Your task: Render each line of the material below as a numbered list, skipping blank lines and leaving the pictures out of your answer.

═════ Input

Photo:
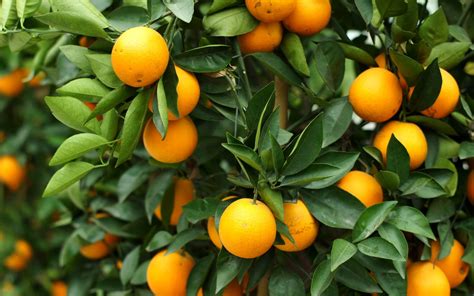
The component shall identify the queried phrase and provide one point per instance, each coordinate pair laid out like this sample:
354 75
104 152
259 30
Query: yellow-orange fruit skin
301 225
247 229
167 274
452 265
309 17
179 144
363 186
411 137
140 56
266 37
376 95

══════════

Answer to the task:
1. Photo:
2. The component shall identify the queried phrase and provide one point per instance, each coordinate pair laid out like this sample:
3. 354 75
4. 104 152
5. 259 30
6. Query: yellow-orange fruit skin
7. 301 225
8. 247 229
9. 167 274
10. 452 265
11. 309 17
12. 179 144
13. 363 186
14. 411 137
15. 140 56
16. 266 37
17. 376 95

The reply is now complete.